What the exercise asks »
List each line below that contains the word "earlobe", copying it in full.

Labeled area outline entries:
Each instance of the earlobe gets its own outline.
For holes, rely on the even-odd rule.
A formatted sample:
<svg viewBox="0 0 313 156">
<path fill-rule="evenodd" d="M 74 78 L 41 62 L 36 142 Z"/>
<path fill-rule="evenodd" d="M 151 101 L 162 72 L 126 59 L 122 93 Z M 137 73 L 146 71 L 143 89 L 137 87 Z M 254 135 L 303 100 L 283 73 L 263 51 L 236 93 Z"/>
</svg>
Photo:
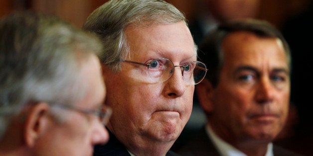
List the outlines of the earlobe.
<svg viewBox="0 0 313 156">
<path fill-rule="evenodd" d="M 24 139 L 28 147 L 33 147 L 46 125 L 49 110 L 47 103 L 40 102 L 29 109 L 24 125 Z"/>
<path fill-rule="evenodd" d="M 205 78 L 197 84 L 195 88 L 199 103 L 207 113 L 211 112 L 213 108 L 212 105 L 212 84 Z"/>
</svg>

Solution for this exercise »
Each instance of the earlobe gets its own outline.
List the outlines of the earlobe.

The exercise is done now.